## Consigne A
Renvoyez chaque ligne des enregistrements contenant le mot "dark", en tenant compte de la casse.

Nous mettons quand même les pieds dans l'eau pour sortir de la plage et crapahuter dans les rochers au plus près de l'eau, dans l'esprit quoi !
C'est reparti pour un tronçon de course plus roulante qui nous mène jusqu'à la conche de Nauzan.
Nombreux surfeurs sur l'eau, grosses vagues…et une traversée natation en moins pour nous. Traversée de la plage, passage au pied de la fameuse Maison Blanche, la Mecque des soirées pour couche-tard l'été. Retour sur le sentier des douaniers.
Passage de plusieurs petites conches, puis après une étape un peu plus longue, arrivée à Pontaillac. Là non plus, pas de mise à l'eau. Pas de traversée, nous arrivons directement au Casino. Une dizaine de minutes de gagnées sur les éditions précédentes…bien peu vu le temps ajouté par le tour de Bonne Anse au départ…et la fatigue qu'il engendrera certainement en cours de journée.
Pontaillac, toujours autant de surfeurs à l'eau…et nous qui n'avons pas eu le droit de nous rafraîchir !
Pontaillac, pas de tireurs d'élites, de garde du corps, de cortèges ni de politiciens en vue malgré « l'université d'été de l'UMP » qui a débutée la veille à Royan…
Pontaillac enfin, et c'est le plus important, nouvelle transition, fin d'une étape, début d'une nouvelle.
Ravitaillement rapide, juste le temps de finir de retirer le sable des chaussures et des chaussettes présent depuis le début. On enfile le casque, on remplit les poches de ravitaillement, on engouffre deux/trois sandwichs et c'est reparti !
On quitte les bords de Gironde, on infiltre le Pays Royannais, on traverse la presqu'ile d'Arvert en VTT, cap au nord par routes et chemins de campagne. Courte étape de 9kms, rendue pour moi difficile en raison d'une selle desserrée qui bouge dans tous les sens.
24' plus tard, vent favorable et soleil réchauffant, nous atteignons Mornac-sur-Seudre, village pittoresque, pour y laisser à nouveau nos montures et partir au galop à travers marais et parcs à huîtres.
Bien entendu, encore quelques bouchées, un Mars pour la forme et ça repart !
Traversée de Mornac, traversée de claires, traversée de chenaux en nageant à l'indienne…un bras brandi hors de l'eau pour tenir la ceinture porte-bidons et les sandwichs hors de l'eau. Dernier chenal à traverser pour accoster sur la cale où Daniel et ses canoës nous attendent fidèlement comme à toutes les éditions.
Valérie et les enfants de Bruno nous y attendent également…re-ravitaillement, et re-départ pour l'étape suivante…mon enfer…45' de canoë sur la Seudre.
Un maillot pour se protéger du vent, un gilet de sauvetage plus pour nous maintenir au chaud que par sécurité, nous attaquons à bord du même canoë les 5 kms de Seudre bordés de claires. Au milieu du fleuve le vent lève un clapot important. Nous longeons la rive sud-ouest plus abritée du vent. Derrière, Bruno exécute un travail de haute voltige, une trajectoire parfaite qui me permettra de réaliser le meilleur temps de ma carrière. Plus vite qu'habituellement en kayak reconnu pourtant comme plus rapide !

## Enregistrements conservés
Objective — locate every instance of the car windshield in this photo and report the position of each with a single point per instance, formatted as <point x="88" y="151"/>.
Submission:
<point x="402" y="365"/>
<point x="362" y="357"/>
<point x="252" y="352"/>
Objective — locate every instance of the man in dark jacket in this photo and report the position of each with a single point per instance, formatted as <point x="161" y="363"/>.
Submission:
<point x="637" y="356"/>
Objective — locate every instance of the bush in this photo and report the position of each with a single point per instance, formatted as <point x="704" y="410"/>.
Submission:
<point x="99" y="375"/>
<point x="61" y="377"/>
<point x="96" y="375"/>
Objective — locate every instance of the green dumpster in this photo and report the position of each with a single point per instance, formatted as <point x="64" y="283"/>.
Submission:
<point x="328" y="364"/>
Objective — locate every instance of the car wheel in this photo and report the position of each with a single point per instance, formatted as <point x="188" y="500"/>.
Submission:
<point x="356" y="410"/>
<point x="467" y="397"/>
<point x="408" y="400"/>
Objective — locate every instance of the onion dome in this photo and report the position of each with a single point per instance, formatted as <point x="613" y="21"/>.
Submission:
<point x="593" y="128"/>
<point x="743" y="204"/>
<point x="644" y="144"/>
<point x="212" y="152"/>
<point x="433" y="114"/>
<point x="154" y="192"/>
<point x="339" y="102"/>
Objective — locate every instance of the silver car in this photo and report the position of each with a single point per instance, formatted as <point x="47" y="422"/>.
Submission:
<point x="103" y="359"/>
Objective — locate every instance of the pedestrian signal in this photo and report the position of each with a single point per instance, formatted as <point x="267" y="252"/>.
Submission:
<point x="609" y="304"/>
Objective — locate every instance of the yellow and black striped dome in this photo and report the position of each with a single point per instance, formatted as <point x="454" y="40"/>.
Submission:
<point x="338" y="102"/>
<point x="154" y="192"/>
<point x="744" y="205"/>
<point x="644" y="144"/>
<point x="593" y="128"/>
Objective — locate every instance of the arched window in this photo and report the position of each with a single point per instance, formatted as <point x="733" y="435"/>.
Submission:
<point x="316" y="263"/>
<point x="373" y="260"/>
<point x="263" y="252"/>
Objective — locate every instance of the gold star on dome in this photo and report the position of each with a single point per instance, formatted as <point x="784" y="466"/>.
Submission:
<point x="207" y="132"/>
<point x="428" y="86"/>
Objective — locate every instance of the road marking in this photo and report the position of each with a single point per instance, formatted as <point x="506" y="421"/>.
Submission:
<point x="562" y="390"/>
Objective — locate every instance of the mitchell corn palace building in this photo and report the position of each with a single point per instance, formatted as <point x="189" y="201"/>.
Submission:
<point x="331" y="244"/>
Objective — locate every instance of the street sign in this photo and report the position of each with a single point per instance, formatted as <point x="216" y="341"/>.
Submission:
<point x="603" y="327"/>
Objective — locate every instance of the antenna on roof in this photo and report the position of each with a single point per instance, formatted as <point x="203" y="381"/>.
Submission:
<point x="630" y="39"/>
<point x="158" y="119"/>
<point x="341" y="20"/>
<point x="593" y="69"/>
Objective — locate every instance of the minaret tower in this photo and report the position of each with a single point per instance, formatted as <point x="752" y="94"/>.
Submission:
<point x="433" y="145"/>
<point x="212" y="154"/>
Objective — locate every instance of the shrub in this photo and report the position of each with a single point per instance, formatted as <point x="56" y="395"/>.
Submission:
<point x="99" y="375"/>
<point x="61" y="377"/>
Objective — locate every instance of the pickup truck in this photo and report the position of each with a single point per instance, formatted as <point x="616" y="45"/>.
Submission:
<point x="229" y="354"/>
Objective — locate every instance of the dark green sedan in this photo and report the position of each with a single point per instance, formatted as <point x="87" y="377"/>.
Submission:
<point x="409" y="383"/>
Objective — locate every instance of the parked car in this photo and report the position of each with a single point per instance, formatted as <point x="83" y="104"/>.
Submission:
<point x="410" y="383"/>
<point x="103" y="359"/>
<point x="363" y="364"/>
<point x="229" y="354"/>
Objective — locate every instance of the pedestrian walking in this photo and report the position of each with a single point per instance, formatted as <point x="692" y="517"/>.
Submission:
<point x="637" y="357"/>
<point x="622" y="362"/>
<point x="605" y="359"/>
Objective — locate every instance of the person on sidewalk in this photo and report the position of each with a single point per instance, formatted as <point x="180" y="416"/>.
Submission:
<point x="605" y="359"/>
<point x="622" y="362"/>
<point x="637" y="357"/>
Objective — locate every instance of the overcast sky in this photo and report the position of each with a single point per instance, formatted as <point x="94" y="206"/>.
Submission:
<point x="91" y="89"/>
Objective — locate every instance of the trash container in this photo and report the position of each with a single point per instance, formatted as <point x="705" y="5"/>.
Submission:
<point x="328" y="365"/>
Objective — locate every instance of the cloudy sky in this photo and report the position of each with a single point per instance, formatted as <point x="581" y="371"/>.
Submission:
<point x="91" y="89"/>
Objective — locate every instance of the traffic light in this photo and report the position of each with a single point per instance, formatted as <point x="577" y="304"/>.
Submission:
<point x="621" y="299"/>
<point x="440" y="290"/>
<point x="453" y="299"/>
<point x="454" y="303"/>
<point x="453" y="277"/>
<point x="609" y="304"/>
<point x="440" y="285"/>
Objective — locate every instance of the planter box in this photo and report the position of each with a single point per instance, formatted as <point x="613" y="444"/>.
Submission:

## Consigne B
Recopiez, s'il vous plaît, le passage du récit de course qui va de "Nous mettons quand" jusqu'à "cours de journée.".

## Bonne réponse A
Objective — locate every instance of the man in dark jacket in this photo and report the position of each with a single point per instance, formatted as <point x="161" y="363"/>.
Objective — locate every instance of the dark green sedan in this photo and report the position of each with a single point per instance, formatted as <point x="87" y="377"/>.

## Bonne réponse B
Nous mettons quand même les pieds dans l'eau pour sortir de la plage et crapahuter dans les rochers au plus près de l'eau, dans l'esprit quoi !
C'est reparti pour un tronçon de course plus roulante qui nous mène jusqu'à la conche de Nauzan.
Nombreux surfeurs sur l'eau, grosses vagues…et une traversée natation en moins pour nous. Traversée de la plage, passage au pied de la fameuse Maison Blanche, la Mecque des soirées pour couche-tard l'été. Retour sur le sentier des douaniers.
Passage de plusieurs petites conches, puis après une étape un peu plus longue, arrivée à Pontaillac. Là non plus, pas de mise à l'eau. Pas de traversée, nous arrivons directement au Casino. Une dizaine de minutes de gagnées sur les éditions précédentes…bien peu vu le temps ajouté par le tour de Bonne Anse au départ…et la fatigue qu'il engendrera certainement en cours de journée.